- [提示本文]
日本の城とヨーロッパの城塞都市:驚きの違いと、その背景にある歴史的・地理的要因

日本の城とヨーロッパの城塞都市:驚きの違いと、その背景にある歴史的・地理的要因

日本の城とヨーロッパの城塞都市:驚きの違いと、その背景にある歴史的・地理的要因

古来より人類は、領土を守るため様々な工夫を凝らしてきました。その結晶こそが「城」です。時代とともに進化を遂げてきた城ですが、日本とヨーロッパではその姿、そして城と町との関係に大きな違いが見られます。本記事では、両者の違いを比較検討し、その背景にある地理的要因や歴史的経緯を深く掘り下げていきます。

城の外観:東洋と西洋の対比

中世ヨーロッパの石造りの重厚な城と、日本の白く優美な天守閣を思い浮かべてみてください。その違いは一目瞭然です。ヨーロッパの城は城塞都市(城壁都市)の中心に位置し、町全体を高くて頑丈な城壁で囲うことで外部からの侵入を防いでいました。これはまさに、拠点の最終到達点と言えるでしょう。

しかし、多様な形の城を擁する日本では、ヨーロッパのような城塞都市は発達しませんでした。なぜでしょうか?日本の技術が遅れていたわけではありません。そこには、日本独自の複雑な要因が潜んでいるのです。本記事では、日本の城下町とヨーロッパの城塞都市を比較しながら、その違いを解き明かしていきます。

[データセットの行]
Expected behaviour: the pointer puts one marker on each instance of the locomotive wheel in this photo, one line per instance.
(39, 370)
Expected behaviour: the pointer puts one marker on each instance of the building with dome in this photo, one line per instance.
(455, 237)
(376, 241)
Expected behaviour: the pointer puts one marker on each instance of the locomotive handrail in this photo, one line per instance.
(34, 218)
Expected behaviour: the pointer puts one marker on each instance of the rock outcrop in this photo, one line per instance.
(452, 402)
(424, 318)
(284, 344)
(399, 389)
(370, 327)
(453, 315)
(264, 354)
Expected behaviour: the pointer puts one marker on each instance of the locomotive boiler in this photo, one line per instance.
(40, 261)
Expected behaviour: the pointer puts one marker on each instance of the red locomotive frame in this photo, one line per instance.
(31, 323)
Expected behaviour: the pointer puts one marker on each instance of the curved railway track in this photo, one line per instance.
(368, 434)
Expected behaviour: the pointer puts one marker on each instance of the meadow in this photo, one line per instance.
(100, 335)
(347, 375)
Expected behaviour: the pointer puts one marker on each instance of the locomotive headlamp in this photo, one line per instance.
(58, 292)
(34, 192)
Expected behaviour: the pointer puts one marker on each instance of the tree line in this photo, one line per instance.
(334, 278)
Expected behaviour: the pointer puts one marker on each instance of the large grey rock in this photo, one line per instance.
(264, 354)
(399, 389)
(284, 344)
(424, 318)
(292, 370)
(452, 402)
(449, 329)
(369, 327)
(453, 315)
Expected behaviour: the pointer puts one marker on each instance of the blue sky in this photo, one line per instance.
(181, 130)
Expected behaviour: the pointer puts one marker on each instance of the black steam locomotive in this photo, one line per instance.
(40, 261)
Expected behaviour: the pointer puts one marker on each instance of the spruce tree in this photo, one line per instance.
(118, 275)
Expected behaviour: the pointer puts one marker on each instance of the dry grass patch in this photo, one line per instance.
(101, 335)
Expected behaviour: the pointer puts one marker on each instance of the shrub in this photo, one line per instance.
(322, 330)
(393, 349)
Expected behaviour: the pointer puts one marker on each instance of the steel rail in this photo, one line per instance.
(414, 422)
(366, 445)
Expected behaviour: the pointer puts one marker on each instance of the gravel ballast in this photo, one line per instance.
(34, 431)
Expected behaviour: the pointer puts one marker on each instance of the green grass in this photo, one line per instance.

- [課題]
日本の城とヨーロッパの城塞都市を比べた記事について、最後の文の後から続きを書き進めてください。 これらの資料は別の出典から取得したものです。

- [実施結果]
日本の城:多様な役割と巧みな防御戦略

日本の城は、大きく分けて4つの重要な役割を持っていました。

1. 軍事拠点としての機能

まず第一に挙げられるのは、軍事拠点としての役割です。非常時には敵の進攻を防ぎ、籠城戦の拠点となります。そのため、武器や食糧などの備蓄も城内に施されていました。

2. 権力の誇示と威圧効果

戦国時代の織田信長が築いた安土城は、それまでの城とは一線を画す圧倒的な存在感を放っていました。特に、類を見ない巨大な天守閣や、天守閣周囲を囲う石垣は、前例のない豪華絢爛なもので、たちまち話題になったそうです。安土城に住まう信長は、領民にとってまさに天上人のような存在として映ったことでしょう。中世において上下関係が曖昧だった時代、安土城のような威圧的な城は、主従関係を視覚的に示す重要な装置だったと言えるでしょう。また、敵の進攻意欲を挫く効果もあったと考えられます。この圧倒的な存在感は、後の権力者たちも競うように巨大な城を築いていくことになります。

3. 行政・政治の中枢

城内には御殿と呼ばれる建物が設けられ、城主や家臣が集まって政務を行う場所となりました。現代で言うところの県庁や役所に相当します。ちなみに、現在でも多くの城跡が公共施設として利用されている例があり、中世からの伝統が現代に続いているのかもしれません。

4. 城主とその家臣の生活空間

城は城主の住む場所として利用されていましたが、私たちが想像するような天守閣で生活していたわけではありません。天守閣は主に物置きとして使われ、城主の中には生涯一度も天守閣に上がらなかった人もいたほどです。実際の生活は本丸御殿や二ノ丸御殿といった、天守閣とは別の場所で営まれ、各国からの使節を迎える大接見間や会議用の広間なども備えられていました。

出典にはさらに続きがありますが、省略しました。